### Exercise directions
All entries below are to be set down again exactly as given.

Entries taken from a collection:
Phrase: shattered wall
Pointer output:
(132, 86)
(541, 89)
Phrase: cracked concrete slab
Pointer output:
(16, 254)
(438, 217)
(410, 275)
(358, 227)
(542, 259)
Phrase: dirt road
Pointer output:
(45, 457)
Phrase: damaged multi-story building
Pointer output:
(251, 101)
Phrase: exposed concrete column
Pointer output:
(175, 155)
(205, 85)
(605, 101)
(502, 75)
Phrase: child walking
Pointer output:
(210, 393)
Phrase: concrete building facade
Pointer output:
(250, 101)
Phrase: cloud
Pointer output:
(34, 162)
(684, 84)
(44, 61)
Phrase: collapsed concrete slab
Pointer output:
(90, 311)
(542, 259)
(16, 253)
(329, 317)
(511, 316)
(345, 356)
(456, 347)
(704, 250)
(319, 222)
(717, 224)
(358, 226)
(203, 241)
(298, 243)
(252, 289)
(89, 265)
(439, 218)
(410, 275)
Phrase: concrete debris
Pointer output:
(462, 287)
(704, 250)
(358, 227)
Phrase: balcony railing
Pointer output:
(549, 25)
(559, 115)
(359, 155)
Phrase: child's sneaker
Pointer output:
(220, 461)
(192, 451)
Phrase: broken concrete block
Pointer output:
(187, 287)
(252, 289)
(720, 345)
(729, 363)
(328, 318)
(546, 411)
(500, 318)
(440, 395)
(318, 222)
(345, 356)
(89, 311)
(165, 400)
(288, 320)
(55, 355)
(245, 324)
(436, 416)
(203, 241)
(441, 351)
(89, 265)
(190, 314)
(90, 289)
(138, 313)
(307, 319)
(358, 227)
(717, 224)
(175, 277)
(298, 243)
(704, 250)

### Result of the exercise
Phrase: shattered wall
Pointer output:
(132, 86)
(541, 89)
Phrase: cracked concrete slab
Pointer output:
(16, 254)
(438, 217)
(410, 275)
(358, 227)
(542, 259)
Phrase: dirt road
Pointer output:
(45, 457)
Phrase: damaged multi-story building
Pointer output:
(251, 101)
Phrase: exposed concrete column
Pointer output:
(175, 155)
(205, 85)
(605, 101)
(502, 75)
Phrase: child walking
Pointer output:
(210, 393)
Phrase: concrete building facade
Pointer output:
(250, 101)
Phrase: cloud
Pointer output:
(34, 162)
(684, 84)
(44, 61)
Phrase: collapsed concrete slab
Pointer output:
(90, 311)
(542, 259)
(16, 253)
(329, 317)
(511, 316)
(345, 356)
(456, 347)
(704, 250)
(319, 222)
(717, 224)
(358, 226)
(203, 241)
(298, 243)
(252, 289)
(89, 265)
(439, 218)
(410, 275)
Phrase: concrete debris
Pointer output:
(462, 287)
(704, 250)
(358, 227)
Phrase: balcony railing
Pointer output:
(549, 25)
(559, 115)
(359, 155)
Phrase: child's sneaker
Pointer output:
(220, 461)
(192, 451)
Phrase: broken concrete block
Pointer output:
(187, 287)
(252, 289)
(720, 345)
(729, 363)
(328, 318)
(546, 411)
(500, 318)
(440, 395)
(318, 222)
(345, 356)
(89, 311)
(165, 400)
(288, 320)
(55, 355)
(245, 324)
(436, 416)
(203, 241)
(441, 351)
(89, 265)
(190, 314)
(90, 289)
(138, 313)
(307, 319)
(358, 227)
(717, 224)
(175, 277)
(298, 243)
(704, 250)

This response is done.